PROBLEM: Every line in the data below that holds "sleeve" should be found and copied.

RECORDS SUPPLIED:
________________

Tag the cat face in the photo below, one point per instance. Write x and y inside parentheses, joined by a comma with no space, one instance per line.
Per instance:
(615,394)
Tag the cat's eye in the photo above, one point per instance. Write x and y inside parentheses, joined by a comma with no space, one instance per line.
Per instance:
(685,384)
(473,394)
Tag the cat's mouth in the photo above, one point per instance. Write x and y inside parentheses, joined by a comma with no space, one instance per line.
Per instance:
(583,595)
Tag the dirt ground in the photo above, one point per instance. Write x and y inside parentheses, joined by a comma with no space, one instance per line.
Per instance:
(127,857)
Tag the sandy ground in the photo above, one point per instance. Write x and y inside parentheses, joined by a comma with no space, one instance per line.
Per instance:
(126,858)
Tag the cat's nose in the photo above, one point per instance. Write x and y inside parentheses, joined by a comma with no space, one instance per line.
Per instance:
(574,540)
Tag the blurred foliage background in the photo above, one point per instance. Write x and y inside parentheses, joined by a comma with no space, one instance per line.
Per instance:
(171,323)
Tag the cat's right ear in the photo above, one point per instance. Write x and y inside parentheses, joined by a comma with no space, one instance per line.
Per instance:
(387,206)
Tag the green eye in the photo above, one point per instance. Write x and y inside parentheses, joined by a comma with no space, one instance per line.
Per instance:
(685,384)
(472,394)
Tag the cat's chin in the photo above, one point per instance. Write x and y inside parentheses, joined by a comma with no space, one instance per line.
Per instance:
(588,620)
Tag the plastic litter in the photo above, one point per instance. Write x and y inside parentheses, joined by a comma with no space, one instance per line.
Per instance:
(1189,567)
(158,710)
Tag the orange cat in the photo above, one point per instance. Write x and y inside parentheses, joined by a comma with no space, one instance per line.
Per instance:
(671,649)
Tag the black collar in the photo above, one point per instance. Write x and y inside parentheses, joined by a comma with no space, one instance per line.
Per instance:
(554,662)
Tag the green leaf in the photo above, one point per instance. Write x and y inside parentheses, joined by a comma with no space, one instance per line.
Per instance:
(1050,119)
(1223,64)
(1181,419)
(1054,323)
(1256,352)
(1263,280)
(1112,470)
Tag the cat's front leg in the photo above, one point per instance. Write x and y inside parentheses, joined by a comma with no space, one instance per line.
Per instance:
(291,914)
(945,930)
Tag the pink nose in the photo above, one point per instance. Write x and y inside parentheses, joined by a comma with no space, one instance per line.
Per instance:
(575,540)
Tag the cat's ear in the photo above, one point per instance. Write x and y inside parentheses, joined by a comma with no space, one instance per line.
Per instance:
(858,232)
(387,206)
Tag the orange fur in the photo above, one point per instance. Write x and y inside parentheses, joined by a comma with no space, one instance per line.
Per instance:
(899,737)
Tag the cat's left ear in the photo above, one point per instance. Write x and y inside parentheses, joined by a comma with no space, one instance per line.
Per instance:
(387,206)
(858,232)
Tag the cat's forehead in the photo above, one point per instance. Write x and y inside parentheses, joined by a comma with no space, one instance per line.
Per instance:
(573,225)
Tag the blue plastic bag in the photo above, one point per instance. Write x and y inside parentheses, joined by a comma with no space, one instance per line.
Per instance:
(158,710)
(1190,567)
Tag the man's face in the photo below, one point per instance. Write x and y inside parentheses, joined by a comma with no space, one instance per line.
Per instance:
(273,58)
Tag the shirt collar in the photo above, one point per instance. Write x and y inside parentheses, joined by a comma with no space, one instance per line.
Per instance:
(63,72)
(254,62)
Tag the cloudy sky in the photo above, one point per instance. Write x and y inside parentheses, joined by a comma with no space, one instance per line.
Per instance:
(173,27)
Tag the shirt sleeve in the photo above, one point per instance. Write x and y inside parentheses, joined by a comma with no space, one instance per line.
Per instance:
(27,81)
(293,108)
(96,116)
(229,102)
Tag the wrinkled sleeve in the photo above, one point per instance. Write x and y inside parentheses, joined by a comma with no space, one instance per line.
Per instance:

________________

THE COMPLETED TASK:
Tag the shirt sleeve in the photo above, one point per instance. Write x and y inside parentheses, joined by a comma with no space, one instance per line.
Tag the wrinkled sleeve in the photo above, one point per instance. Write x and y inside parentheses, joined by a comma with no space, one instance per line.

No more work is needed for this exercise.